◆ PROVIDED RECORDS
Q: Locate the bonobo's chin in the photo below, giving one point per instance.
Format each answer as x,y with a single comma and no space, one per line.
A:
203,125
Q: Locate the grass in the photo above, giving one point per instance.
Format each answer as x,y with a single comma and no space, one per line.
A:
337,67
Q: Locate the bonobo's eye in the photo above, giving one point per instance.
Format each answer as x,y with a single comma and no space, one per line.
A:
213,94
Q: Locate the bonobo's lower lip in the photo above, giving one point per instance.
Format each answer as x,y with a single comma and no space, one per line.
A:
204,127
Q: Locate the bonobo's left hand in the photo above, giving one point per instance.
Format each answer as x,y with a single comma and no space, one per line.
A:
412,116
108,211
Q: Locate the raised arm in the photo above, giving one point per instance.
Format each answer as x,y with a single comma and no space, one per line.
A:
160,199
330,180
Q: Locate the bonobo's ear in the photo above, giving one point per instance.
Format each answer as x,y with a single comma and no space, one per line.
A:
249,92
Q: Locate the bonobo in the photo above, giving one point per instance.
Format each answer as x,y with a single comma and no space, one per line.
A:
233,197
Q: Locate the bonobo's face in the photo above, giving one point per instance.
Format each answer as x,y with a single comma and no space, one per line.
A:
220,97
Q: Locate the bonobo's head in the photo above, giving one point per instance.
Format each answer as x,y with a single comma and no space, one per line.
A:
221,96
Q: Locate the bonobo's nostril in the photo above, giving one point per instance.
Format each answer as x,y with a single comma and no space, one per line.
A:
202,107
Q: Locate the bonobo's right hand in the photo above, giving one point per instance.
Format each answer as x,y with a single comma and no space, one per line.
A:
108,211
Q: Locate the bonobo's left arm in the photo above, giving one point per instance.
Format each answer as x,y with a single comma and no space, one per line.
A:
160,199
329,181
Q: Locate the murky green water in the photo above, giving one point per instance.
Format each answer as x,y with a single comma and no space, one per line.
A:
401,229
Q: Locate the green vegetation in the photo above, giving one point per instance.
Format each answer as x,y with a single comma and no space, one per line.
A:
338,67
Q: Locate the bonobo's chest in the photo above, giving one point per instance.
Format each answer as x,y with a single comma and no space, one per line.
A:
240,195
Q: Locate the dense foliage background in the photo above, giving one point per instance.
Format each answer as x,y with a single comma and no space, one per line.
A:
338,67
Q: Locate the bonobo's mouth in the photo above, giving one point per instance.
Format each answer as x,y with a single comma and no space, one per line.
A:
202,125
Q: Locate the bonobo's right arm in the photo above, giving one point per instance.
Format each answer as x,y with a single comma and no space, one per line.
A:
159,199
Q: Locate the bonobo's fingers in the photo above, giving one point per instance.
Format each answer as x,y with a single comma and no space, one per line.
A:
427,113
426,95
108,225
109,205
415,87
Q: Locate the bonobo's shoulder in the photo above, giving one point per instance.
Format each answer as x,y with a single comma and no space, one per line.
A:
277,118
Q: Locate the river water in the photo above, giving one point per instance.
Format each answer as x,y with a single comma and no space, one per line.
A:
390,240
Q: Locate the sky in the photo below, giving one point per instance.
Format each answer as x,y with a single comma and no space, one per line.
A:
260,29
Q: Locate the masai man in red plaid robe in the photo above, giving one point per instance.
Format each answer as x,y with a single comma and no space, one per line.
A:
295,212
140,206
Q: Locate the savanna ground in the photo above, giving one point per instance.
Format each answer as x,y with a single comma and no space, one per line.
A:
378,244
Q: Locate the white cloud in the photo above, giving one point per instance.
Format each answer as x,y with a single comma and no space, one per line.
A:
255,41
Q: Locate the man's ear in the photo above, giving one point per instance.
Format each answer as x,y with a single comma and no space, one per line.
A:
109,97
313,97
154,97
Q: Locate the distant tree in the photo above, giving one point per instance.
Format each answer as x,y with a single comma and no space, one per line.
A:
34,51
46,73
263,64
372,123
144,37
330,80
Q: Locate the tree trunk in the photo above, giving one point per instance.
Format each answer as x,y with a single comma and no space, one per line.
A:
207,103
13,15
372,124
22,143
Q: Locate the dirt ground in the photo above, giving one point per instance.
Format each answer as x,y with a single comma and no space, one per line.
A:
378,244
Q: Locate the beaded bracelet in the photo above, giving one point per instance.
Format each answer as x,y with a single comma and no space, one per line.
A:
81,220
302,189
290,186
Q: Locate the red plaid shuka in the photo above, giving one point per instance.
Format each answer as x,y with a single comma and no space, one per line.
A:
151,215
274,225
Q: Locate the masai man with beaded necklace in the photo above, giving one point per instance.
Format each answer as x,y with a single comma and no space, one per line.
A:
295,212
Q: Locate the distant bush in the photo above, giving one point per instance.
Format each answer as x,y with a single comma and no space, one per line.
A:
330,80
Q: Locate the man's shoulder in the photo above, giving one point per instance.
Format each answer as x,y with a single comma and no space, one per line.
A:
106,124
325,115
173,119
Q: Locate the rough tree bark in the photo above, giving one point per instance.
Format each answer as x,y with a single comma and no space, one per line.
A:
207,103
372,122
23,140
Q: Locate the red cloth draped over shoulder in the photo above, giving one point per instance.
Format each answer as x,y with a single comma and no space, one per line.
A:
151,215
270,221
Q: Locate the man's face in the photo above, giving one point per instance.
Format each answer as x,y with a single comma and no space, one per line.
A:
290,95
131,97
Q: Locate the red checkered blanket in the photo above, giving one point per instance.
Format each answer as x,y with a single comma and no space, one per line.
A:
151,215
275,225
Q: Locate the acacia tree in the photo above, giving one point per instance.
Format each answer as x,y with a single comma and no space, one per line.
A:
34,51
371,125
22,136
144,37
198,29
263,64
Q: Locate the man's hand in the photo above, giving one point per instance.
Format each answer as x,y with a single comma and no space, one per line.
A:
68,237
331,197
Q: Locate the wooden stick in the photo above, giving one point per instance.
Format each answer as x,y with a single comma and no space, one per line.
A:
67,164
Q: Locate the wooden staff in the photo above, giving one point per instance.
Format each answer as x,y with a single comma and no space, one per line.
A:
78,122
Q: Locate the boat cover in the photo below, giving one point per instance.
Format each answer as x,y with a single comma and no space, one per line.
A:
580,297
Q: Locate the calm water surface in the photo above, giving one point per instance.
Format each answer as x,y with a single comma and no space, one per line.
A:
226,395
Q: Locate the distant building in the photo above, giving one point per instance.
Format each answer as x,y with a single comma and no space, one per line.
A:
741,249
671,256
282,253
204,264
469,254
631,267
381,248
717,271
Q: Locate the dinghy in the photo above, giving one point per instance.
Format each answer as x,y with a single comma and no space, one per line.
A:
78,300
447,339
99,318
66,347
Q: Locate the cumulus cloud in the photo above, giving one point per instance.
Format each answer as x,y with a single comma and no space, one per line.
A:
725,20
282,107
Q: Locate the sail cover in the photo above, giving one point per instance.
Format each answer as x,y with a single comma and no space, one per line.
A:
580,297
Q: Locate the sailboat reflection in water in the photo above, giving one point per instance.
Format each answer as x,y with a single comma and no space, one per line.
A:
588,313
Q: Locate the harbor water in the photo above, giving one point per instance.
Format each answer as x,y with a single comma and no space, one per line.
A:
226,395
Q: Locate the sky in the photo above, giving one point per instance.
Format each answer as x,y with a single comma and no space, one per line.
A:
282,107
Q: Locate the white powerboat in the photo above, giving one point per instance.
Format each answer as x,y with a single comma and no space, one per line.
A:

◆ PROBLEM TO WORK ON
Keep only those lines of the records that hold "right", and return them.

◆ RESULT FOR THIS TASK
Q: Locate the bonobo's right hand in the photo above, giving one point per instance.
Q: Locate the bonobo's right arm in the photo above, giving one point per instance.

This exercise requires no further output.